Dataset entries
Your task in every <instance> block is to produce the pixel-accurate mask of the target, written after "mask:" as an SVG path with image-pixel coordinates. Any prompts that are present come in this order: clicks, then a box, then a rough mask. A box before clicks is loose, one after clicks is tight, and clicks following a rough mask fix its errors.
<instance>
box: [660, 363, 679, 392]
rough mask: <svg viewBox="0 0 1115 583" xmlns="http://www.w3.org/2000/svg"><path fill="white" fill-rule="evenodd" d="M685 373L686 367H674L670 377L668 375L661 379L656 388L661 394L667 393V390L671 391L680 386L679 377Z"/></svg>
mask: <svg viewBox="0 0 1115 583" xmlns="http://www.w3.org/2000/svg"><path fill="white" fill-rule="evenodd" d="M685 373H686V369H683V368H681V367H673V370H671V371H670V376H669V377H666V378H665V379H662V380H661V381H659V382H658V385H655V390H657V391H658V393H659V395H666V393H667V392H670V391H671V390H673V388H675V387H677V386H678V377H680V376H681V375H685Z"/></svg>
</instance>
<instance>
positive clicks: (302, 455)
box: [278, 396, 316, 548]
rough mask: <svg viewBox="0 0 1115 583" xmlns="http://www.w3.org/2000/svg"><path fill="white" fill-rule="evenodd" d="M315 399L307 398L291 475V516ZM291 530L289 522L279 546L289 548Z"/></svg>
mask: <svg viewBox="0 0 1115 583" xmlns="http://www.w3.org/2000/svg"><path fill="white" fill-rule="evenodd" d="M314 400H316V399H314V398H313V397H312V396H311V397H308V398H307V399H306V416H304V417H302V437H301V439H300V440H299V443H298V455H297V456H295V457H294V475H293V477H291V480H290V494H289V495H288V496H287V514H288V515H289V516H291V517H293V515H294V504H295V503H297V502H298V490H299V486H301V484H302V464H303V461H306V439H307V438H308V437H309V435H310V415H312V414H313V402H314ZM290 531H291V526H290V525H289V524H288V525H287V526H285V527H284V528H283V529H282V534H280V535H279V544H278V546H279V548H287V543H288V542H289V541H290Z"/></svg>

* TASK GOAL
The span to print begins at the line containing "399L307 398L291 475V516ZM291" and ends at the final line of the entries; print it exactly and print nothing else.

* EXERCISE RESPONSE
rough mask: <svg viewBox="0 0 1115 583" xmlns="http://www.w3.org/2000/svg"><path fill="white" fill-rule="evenodd" d="M315 399L307 398L291 475V516ZM291 530L289 522L279 546L289 548Z"/></svg>
mask: <svg viewBox="0 0 1115 583" xmlns="http://www.w3.org/2000/svg"><path fill="white" fill-rule="evenodd" d="M314 400H316V399H314V398H313V397H312V396H311V397H308V398H307V399H306V416H304V417H302V437H301V439H300V440H299V443H298V455H297V456H295V457H294V475H293V477H291V480H290V494H289V495H288V496H287V514H288V515H289V516H291V517H293V515H294V504H295V503H297V502H298V490H299V486H301V484H302V464H303V461H306V439H307V438H308V437H309V435H310V415H312V414H313V402H314ZM290 531H291V526H290V525H289V524H288V525H287V526H285V527H284V528H283V529H282V534H280V535H279V544H278V546H279V548H287V543H288V542H289V541H290Z"/></svg>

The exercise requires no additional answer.